ZITIERTER TEXT:
▶
Text und Fotos von Urs Oskar Keller

 

«Die Baumnussernte fällt dieses Jahr sehr gering aus, der Frost hat viele Nussbäume getroffen. Diese haben zwar wieder ausgetrieben und teilweise auch geblüht. Die Befruchtung hat aber nicht so gut funktioniert. Ich habe festgestellt, dass es teilweise zu Nüssen gekommen ist, diese weisen aber nur teilweise Kerne auf. Sie sind auch deutlich kleiner als üblich», sagt Urs Müller, Leiter der Abteilung «Obst, Gemüse, Beeren» am Bildungs- und Beratungszentrum Arenenberg in Salenstein TG.

Offizielle Angaben zur Walnussernte in Kanton Schaffhausen gibt es nicht. Dienststellenleiter Markus Leumann: «Seitens des Landwirtschaftsamtes haben wir keine Informationen dazu.»
◀
AUFGABEN:
(1) Geben Sie im Text zur Walnussernte die Passage beginnend mit „Text und Fotos“ und weiter bis „in Salenstein TG.“ aktualisiert wieder, wobei „Frost“ durch „Spätfrost“ ersetzt wird.
(2) Setzen Sie den Text zur diesjährigen Walnussernte im Anschluss an seinen letzten Satz fort.

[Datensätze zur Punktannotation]
▶
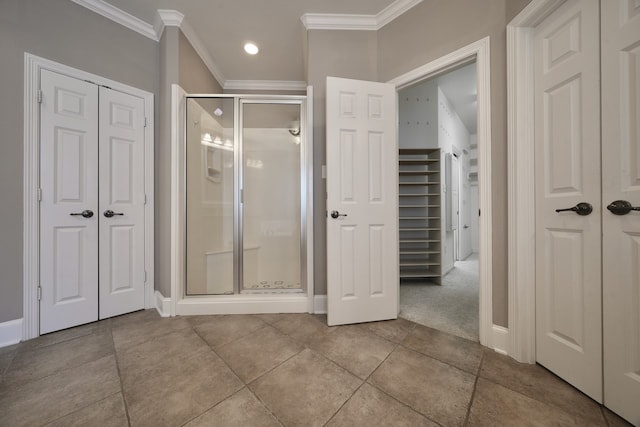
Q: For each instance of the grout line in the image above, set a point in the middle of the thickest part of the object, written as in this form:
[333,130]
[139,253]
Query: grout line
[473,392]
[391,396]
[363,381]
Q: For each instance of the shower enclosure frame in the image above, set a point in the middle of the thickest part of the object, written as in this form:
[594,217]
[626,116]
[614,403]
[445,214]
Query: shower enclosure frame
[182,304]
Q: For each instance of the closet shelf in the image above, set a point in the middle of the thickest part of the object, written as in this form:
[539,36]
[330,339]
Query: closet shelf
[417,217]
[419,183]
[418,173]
◀
▶
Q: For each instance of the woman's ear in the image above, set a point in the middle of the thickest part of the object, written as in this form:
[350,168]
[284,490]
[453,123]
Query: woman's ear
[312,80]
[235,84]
◀
ANTWORTEN NACH AUFGABE:
(1)
Text und Fotos von Urs Oskar Keller

 

«Die Baumnussernte fällt dieses Jahr sehr gering aus, der Spätfrost hat viele Nussbäume getroffen. Diese haben zwar wieder ausgetrieben und teilweise auch geblüht. Die Befruchtung hat aber nicht so gut funktioniert. Ich habe festgestellt, dass es teilweise zu Nüssen gekommen ist, diese weisen aber nur teilweise Kerne auf. Sie sind auch deutlich kleiner als üblich», sagt Urs Müller, Leiter der Abteilung «Obst, Gemüse, Beeren» am Bildungs- und Beratungszentrum Arenenberg in Salenstein TG.

(2)
Agroscope: Sehr kleine Ernte erwartet

«In der Nordwestschweiz wird es praktisch keine Nüsse geben. Nur die Sorten, die nach dem Frost ausgetrieben haben, tragen Nüsse. Dies sind aber ganz wenige Sorten. Aber auch in der restlichen Schweiz wird die Nussernte klein ausfallen. «Der Frost zerstörte zwar nicht überall gleich stark, aber Einfluss hatte die Kälte überall. Der Hagel hat noch sein Übriges mitgetragen. Alles zusammen wird es eine kleine bis sehr kleine Ernte geben», sagt Thomas Schwizer, Obstbauingenieur FH, Leiter des Agroscope-Versuchsbetriebes Steinobstzentrum Breitenhof in Wintersingen BL

 

Rheintalregion: 80-90 % der Nussernte erfroren

In Absprache mit der Fachstelle für Obstbau im Kanton St. Gallen teilt Hans Oppliger, Präsident des Vereins Nussdorf Frümsen in Salez SG mit, dass in der Rheintalregion rund 80 bis 90 Prozent der Nussernte erfroren sind. Das Hauptproblem waren die zwei Frostnächte hintereinander. Oppliger: «Wenige Sorten wie beispielsweise die Franquette, hatten erst nach dem Frost ausgetrieben und werden deshalb eine Ernte bringen. Hingegen sind die erfrorenen Bäume nicht eingegangen. Sie haben wieder ausgetrieben, allerdings nur auf den Reserveknospen, welche keine Blüten hervorbrachten.»

 

«Bäume selber haben kaum gelitten»

«Bei uns im St. Galler Rheintal, wie in vielen Regionen der Schweiz, haben die ausserordentlich harten Frostnächte im Frühling die meisten Nussblüten zerstört» bestätigt Landwirt, Nussbaumbesitzer und Bieneninspektor Lorenz Huber in Gams SG. Er ist Vizepräsident Bienenzüchtervereins BZV Werdenberg. Ausser bei einigen spät austreibenden Sorten wie Franquette falle die Nussernte bei uns sehr klein aus. «Die Bäume selber haben kaum gelitten und zeigen eine gute Entwicklung.»

 

«Der Behang ist bescheiden»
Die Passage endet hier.